Your instructions: Check each line of the data for "negative" and select those that have it.

═════ Data extract

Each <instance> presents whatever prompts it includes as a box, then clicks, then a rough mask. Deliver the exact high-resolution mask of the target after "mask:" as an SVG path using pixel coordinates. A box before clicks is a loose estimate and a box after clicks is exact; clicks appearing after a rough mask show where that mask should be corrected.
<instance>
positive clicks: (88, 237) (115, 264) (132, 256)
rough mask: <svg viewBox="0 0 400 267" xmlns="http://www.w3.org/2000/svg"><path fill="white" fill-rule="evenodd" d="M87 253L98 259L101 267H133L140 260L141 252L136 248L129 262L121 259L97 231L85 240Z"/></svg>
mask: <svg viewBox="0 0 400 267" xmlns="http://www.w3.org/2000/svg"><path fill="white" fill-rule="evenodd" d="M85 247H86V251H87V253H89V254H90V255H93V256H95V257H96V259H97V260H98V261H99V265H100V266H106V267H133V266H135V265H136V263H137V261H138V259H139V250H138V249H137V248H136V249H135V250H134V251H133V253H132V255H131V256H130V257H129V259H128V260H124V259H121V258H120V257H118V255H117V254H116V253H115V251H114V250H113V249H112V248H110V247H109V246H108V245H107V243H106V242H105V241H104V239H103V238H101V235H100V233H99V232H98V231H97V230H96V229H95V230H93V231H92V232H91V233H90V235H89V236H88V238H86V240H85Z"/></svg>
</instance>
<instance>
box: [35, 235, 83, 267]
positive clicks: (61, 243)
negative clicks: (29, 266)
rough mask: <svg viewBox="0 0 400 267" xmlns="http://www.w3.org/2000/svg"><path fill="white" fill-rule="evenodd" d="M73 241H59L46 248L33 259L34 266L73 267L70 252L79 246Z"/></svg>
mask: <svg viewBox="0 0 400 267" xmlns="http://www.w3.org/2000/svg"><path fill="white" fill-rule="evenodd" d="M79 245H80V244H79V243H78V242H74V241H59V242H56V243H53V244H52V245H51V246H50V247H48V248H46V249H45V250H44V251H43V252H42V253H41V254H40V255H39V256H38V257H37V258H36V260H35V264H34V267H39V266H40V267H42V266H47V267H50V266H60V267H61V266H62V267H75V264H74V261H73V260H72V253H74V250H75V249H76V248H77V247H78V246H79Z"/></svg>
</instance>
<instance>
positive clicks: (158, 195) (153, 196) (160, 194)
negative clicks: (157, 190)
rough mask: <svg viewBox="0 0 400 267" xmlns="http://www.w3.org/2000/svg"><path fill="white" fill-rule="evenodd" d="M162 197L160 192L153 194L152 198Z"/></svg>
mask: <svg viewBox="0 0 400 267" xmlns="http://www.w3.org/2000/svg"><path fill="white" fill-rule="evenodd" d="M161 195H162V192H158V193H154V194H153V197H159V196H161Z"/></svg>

══════════
═════ Data extract

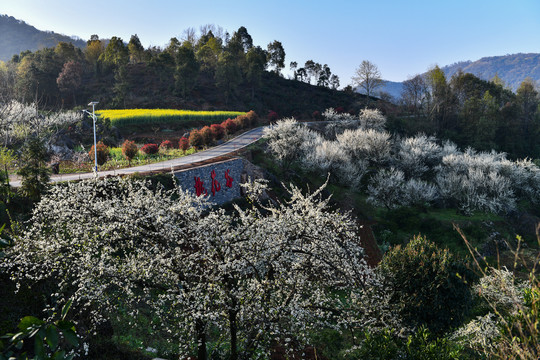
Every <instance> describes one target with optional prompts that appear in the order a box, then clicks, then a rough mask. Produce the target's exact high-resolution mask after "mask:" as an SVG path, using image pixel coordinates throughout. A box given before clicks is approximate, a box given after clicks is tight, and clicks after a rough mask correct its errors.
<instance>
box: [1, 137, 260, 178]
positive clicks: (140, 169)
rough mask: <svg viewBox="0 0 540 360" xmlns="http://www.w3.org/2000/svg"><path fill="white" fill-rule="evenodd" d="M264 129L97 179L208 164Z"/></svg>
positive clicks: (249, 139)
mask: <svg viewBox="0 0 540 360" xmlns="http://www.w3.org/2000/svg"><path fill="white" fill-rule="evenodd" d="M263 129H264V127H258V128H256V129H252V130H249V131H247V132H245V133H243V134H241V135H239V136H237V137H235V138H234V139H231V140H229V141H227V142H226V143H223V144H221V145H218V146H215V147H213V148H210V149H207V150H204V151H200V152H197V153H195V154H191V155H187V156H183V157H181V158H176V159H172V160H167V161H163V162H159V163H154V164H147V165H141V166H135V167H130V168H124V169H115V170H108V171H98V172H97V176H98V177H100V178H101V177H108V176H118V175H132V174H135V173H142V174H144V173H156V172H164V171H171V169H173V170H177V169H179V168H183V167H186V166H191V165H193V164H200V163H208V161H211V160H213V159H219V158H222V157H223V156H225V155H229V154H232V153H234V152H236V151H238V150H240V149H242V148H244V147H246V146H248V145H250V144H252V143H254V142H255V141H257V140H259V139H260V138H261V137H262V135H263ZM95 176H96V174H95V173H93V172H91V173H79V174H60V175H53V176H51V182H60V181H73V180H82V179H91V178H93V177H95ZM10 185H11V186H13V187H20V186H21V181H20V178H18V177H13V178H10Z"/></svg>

══════════
═════ Data extract

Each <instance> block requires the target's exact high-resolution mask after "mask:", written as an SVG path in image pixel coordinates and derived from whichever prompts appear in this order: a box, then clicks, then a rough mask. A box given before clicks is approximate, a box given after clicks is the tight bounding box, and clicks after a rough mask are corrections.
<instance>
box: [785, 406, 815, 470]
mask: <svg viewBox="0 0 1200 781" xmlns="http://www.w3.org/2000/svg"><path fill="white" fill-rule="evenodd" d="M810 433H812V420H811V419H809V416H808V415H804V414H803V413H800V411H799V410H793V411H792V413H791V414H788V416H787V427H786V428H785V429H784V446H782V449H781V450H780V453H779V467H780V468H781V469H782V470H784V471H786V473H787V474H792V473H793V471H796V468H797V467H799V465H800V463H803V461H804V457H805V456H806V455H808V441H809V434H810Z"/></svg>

══════════

Written solution:
negative clicks: (29, 266)
negative clicks: (157, 190)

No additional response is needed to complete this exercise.